* Task directions: Give the lines of the material below as a numbered list, starting with the line that contains "Exercise. Pick out the crouching" and ending with the line that contains "pixel 409 101", including both, and leave out any blank lines.

* Material provided:
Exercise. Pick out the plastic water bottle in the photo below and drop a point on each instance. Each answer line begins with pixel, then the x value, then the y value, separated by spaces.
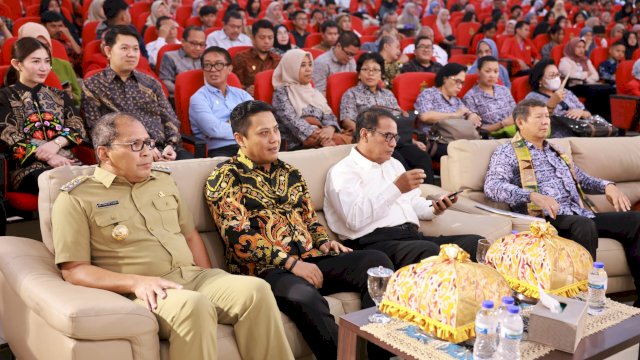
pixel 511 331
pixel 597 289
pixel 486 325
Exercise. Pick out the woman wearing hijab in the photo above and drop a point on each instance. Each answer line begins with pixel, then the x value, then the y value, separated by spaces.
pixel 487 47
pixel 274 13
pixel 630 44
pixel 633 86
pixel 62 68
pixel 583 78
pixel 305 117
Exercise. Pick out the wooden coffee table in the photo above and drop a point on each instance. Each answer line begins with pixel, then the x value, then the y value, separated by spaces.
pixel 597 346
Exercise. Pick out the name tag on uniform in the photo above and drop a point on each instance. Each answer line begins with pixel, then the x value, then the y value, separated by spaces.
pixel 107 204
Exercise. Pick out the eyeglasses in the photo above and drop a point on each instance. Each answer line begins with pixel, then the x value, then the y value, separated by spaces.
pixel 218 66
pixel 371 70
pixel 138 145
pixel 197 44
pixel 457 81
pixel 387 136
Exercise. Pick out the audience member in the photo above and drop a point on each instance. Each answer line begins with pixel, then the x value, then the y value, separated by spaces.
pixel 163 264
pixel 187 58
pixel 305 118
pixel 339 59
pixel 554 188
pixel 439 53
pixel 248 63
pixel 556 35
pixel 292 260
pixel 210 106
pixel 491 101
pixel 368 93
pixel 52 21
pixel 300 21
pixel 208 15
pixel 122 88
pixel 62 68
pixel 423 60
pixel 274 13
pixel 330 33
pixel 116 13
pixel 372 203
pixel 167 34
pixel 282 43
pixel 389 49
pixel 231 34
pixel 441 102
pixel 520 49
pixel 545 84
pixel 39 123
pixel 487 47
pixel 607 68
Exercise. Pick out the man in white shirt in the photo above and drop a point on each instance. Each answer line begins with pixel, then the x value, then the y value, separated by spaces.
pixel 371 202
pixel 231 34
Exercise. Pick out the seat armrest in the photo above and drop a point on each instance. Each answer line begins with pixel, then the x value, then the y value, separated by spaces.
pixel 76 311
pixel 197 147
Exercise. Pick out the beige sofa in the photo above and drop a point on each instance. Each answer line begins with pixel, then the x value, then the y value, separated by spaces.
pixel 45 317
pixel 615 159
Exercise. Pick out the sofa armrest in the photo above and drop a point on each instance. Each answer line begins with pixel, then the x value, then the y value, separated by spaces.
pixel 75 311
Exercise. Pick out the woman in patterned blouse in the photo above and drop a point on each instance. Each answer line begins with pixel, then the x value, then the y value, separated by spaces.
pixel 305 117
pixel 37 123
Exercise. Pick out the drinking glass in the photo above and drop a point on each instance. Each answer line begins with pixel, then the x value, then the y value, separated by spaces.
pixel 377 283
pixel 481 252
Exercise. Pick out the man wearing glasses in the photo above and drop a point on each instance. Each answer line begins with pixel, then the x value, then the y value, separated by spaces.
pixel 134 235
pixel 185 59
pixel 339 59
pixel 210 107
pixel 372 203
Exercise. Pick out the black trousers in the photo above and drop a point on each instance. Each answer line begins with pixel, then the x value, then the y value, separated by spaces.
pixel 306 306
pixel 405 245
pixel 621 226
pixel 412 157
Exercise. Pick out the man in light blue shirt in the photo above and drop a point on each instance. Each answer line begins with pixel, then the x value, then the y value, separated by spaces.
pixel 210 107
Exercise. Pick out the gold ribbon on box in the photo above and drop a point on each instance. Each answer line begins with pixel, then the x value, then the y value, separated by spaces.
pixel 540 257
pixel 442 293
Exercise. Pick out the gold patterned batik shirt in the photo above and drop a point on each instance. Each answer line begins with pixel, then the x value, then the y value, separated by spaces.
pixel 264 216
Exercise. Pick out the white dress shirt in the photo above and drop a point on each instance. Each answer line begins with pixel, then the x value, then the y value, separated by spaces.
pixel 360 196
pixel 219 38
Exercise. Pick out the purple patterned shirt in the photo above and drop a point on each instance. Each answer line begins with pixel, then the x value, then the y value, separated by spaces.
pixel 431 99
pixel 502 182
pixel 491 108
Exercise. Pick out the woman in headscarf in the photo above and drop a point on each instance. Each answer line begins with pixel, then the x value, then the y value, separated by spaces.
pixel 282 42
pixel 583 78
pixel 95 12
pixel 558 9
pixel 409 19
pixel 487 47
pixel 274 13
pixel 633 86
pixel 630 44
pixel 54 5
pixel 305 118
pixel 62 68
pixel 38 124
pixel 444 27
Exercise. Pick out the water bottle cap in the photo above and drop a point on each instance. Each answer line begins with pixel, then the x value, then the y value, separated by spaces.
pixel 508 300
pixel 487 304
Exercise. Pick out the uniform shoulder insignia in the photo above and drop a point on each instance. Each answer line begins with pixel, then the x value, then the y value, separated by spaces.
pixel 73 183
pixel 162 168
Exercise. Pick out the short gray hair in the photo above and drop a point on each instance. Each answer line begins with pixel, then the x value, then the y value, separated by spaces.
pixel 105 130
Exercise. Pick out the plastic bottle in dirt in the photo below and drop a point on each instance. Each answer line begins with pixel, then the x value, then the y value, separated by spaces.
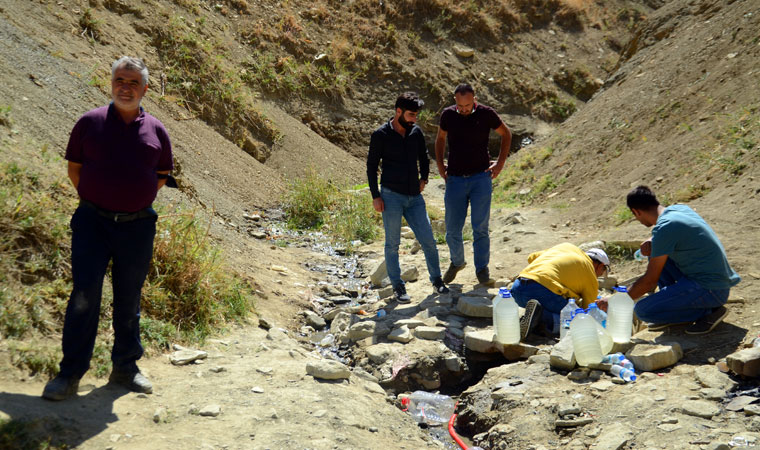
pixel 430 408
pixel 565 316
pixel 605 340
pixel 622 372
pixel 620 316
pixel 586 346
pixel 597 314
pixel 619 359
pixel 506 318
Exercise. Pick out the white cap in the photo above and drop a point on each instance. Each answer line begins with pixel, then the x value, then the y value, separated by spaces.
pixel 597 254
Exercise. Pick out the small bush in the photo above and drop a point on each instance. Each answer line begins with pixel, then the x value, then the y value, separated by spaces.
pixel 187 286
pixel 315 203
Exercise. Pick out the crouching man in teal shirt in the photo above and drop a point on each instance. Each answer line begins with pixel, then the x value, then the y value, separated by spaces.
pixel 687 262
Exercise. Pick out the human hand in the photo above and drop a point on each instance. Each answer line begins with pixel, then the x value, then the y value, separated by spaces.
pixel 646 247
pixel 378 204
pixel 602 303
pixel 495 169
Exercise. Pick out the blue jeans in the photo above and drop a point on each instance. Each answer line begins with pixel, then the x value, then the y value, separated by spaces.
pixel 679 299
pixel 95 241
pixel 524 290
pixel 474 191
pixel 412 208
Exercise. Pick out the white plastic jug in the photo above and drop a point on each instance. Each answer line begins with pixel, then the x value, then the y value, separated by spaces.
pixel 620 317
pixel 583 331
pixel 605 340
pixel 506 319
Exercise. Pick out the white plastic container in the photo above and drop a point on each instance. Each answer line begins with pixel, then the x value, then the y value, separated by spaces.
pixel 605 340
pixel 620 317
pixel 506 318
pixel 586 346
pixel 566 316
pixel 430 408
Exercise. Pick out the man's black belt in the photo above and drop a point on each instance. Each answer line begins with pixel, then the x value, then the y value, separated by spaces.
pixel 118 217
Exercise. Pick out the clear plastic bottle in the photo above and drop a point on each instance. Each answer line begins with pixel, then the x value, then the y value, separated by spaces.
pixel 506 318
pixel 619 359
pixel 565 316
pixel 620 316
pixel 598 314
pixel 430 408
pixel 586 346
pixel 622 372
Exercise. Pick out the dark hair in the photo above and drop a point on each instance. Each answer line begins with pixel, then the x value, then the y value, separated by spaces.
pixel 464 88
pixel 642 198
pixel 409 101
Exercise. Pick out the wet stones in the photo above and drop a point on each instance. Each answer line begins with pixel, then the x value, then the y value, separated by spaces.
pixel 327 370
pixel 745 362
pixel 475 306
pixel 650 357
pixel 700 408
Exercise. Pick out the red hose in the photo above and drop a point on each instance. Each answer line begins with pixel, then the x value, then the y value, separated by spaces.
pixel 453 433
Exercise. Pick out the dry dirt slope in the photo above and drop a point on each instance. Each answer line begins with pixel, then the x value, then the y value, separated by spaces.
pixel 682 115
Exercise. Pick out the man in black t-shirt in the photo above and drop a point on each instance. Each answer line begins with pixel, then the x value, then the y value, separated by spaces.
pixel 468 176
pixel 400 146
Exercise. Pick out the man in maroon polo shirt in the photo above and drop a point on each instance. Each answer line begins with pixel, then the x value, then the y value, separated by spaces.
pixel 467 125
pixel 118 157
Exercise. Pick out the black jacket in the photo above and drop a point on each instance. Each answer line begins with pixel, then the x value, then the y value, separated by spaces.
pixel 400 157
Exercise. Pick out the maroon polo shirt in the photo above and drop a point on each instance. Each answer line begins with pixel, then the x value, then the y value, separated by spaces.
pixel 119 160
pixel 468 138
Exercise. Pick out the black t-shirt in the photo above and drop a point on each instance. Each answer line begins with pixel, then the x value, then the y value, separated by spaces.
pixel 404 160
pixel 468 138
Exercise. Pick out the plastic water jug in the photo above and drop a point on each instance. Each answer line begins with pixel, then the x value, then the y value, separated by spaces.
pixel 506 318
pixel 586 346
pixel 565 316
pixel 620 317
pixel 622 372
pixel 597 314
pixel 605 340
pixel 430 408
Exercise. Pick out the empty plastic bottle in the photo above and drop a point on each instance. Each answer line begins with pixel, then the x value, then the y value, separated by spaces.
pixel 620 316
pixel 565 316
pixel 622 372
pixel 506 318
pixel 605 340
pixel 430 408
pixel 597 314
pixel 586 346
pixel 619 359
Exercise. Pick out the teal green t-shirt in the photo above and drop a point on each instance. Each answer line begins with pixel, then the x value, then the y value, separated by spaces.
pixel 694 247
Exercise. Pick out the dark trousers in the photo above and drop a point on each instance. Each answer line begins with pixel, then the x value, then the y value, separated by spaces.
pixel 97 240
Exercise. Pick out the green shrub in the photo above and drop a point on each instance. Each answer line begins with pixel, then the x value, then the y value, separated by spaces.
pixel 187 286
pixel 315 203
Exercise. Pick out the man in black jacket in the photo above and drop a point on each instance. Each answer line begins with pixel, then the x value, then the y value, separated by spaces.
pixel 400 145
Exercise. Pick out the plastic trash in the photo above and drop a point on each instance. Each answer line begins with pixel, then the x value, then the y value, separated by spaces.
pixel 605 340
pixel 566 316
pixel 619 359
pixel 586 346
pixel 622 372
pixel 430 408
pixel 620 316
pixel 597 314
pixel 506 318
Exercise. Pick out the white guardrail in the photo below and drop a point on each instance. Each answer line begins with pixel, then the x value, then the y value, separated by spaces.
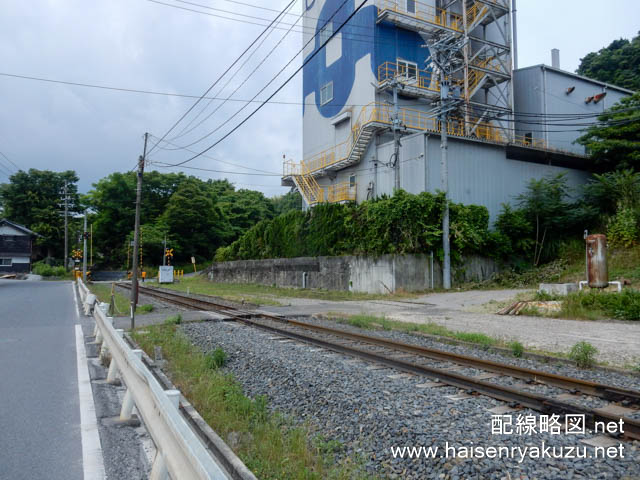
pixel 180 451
* * *
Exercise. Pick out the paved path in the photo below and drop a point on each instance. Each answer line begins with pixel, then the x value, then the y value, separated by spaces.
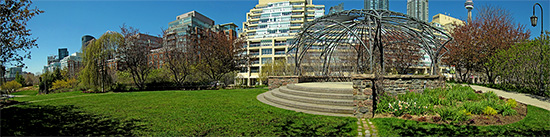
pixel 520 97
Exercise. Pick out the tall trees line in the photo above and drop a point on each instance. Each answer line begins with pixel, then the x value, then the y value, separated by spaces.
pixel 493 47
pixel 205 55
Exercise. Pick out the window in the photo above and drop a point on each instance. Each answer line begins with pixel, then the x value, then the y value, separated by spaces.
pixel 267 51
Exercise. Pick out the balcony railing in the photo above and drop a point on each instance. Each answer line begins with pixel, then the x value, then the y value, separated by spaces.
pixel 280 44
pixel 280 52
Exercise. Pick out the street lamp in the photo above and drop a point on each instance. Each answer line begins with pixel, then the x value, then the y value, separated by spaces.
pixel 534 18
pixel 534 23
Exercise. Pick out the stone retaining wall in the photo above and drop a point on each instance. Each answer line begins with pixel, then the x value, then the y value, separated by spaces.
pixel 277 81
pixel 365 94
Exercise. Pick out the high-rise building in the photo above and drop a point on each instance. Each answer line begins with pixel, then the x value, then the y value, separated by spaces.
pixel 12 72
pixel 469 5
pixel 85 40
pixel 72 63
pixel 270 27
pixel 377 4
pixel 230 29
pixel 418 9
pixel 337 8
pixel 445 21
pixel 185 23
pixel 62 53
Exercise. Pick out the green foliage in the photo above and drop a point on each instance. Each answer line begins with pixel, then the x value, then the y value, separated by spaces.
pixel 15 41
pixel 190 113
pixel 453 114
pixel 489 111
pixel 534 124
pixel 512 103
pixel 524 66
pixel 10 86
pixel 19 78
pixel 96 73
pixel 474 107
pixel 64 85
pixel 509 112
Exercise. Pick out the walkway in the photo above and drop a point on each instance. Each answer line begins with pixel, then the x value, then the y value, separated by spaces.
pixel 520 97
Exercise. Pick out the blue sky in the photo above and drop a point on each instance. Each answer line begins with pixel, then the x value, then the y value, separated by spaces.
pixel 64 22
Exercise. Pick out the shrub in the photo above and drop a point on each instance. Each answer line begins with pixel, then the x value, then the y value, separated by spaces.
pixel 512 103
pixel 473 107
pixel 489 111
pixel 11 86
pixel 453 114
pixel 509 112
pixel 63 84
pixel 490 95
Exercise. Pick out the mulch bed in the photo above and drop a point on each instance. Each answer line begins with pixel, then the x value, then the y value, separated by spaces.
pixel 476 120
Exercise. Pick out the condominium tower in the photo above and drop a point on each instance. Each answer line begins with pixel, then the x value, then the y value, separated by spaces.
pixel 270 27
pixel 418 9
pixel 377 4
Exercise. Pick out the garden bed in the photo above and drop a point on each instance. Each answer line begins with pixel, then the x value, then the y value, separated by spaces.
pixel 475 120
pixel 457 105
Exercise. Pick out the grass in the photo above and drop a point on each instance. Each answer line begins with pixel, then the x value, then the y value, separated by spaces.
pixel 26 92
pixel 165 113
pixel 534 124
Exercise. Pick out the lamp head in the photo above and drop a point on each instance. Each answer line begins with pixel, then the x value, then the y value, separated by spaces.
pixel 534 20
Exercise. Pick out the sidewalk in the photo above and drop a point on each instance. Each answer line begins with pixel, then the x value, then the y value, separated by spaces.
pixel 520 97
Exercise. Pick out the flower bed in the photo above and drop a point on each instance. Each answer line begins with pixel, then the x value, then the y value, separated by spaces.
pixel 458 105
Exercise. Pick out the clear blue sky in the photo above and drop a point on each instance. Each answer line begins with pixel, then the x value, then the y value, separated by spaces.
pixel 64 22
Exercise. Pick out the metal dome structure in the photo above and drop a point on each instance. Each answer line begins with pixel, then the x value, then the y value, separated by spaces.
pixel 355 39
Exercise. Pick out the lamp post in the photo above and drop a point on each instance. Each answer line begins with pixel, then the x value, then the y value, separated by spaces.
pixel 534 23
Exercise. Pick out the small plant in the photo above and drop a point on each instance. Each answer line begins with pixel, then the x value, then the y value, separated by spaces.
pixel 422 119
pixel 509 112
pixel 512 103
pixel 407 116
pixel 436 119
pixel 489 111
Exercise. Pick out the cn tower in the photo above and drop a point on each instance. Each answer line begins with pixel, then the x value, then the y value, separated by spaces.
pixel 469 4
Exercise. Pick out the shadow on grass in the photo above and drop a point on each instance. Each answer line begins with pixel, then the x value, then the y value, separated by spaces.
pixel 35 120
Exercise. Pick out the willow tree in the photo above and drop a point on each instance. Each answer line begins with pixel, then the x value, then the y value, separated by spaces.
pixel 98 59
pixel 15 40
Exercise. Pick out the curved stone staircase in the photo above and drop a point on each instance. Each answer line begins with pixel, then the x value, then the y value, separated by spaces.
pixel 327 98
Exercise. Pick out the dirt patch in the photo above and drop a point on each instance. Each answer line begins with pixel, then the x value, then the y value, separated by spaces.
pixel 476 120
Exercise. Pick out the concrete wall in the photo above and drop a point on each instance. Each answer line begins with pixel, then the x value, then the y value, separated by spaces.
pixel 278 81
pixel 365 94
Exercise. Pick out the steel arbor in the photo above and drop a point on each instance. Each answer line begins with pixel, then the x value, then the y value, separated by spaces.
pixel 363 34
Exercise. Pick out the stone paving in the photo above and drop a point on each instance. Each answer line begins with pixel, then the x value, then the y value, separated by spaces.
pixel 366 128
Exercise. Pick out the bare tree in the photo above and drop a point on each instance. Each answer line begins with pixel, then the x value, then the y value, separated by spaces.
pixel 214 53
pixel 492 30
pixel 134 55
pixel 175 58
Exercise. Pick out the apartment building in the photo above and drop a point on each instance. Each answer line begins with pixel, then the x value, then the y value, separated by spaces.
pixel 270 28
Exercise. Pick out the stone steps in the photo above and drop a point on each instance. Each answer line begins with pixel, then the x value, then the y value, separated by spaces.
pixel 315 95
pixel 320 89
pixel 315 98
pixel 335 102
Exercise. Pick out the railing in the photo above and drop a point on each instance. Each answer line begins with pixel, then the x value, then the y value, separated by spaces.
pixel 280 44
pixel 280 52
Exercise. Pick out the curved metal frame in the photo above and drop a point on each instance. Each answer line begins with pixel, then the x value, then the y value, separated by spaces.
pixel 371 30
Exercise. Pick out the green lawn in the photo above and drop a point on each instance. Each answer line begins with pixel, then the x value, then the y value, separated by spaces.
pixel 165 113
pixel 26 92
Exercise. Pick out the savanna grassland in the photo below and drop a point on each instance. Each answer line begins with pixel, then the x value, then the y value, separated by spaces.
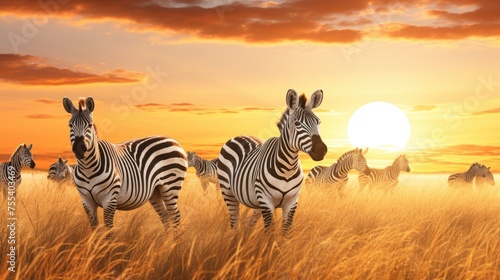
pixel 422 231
==
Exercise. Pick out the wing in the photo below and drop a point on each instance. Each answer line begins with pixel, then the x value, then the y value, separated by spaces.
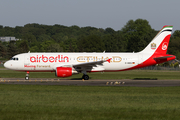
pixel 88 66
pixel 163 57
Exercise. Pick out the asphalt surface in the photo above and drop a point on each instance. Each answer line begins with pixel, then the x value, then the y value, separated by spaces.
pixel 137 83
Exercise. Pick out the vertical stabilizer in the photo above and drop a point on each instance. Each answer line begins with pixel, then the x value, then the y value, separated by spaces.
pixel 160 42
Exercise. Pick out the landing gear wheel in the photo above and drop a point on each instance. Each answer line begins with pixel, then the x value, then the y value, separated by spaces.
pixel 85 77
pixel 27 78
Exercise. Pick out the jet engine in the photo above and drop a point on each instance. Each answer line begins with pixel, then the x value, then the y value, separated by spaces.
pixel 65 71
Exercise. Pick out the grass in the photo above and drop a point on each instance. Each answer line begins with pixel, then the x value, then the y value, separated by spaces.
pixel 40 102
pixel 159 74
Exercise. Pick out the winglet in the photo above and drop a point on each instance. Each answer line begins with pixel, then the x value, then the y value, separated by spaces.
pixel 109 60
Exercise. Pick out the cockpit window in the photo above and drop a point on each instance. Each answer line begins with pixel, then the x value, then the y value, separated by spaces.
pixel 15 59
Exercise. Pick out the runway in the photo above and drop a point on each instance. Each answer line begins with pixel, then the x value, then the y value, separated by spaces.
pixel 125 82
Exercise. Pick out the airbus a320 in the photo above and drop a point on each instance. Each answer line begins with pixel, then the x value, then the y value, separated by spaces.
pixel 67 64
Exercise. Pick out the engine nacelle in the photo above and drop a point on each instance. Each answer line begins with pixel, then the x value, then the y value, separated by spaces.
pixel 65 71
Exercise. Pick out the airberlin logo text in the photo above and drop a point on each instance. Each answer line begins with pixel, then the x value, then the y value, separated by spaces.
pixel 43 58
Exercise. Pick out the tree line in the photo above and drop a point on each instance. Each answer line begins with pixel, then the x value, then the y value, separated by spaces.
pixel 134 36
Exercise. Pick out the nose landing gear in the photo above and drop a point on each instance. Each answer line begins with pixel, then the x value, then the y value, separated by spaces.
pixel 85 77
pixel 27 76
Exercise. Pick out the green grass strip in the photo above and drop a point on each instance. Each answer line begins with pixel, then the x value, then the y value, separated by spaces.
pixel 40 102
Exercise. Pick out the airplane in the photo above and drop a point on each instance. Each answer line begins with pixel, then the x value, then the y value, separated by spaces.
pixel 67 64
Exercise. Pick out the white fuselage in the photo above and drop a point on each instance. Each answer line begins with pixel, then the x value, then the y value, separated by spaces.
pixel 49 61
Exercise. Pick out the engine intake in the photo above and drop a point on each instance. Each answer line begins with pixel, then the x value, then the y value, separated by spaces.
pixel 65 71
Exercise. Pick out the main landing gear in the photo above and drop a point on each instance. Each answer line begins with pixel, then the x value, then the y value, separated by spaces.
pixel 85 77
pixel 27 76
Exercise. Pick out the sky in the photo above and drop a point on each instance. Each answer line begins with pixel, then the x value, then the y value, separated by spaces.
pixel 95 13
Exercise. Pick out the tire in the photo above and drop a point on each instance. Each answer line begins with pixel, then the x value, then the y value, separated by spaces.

* Task output:
1. Exercise. Pick out the crouching man in teal shirt in the photo above and drop a point on each instance. Each answer line begins with pixel, then the x value, then the y value, separated by spaces.
2. pixel 687 262
3. Exercise. Pick out the human hand in the photo above and drop a point on each instance. Each answer line begins with pixel, then the x value, then the y value, separated by spaces.
4. pixel 646 247
5. pixel 378 204
6. pixel 602 303
7. pixel 495 169
8. Exercise. Pick out the blue jeans in the photo above and drop a point on each instance. Each answer line begins with pixel, then the x value, then the y value, separated by spaces.
9. pixel 679 299
10. pixel 95 241
11. pixel 524 290
12. pixel 474 191
13. pixel 412 208
14. Exercise. Pick out the white plastic jug in the photo above and drop a point on each instance. Each answer line begins with pixel, then the x value, then the y value, separated by spaces.
15. pixel 620 317
16. pixel 583 331
17. pixel 605 340
18. pixel 506 319
19. Exercise. Pick out the white plastic container in the photo above and drop a point on each instance. Each answer line begins with pixel, then the x value, then the y value, separated by spaces.
20. pixel 605 340
21. pixel 620 317
22. pixel 506 318
23. pixel 586 346
24. pixel 566 316
25. pixel 430 408
26. Exercise. Pick out the man's black belt in the photo above and drop a point on each instance. Each answer line begins with pixel, then the x value, then the y value, separated by spaces.
27. pixel 118 217
28. Exercise. Pick out the clear plastic bottle in the photo above and drop a point on each instance. Each answer line begins with pixel, then the x value, then the y value, separated by spaces.
29. pixel 506 318
30. pixel 619 359
31. pixel 565 316
32. pixel 620 316
33. pixel 598 314
34. pixel 430 408
35. pixel 586 346
36. pixel 622 372
37. Exercise. Pick out the dark hair in the photo above and drop a point on each instance. Each answer line begins with pixel, then the x value, then the y value, separated by spaces.
38. pixel 464 88
39. pixel 642 198
40. pixel 409 101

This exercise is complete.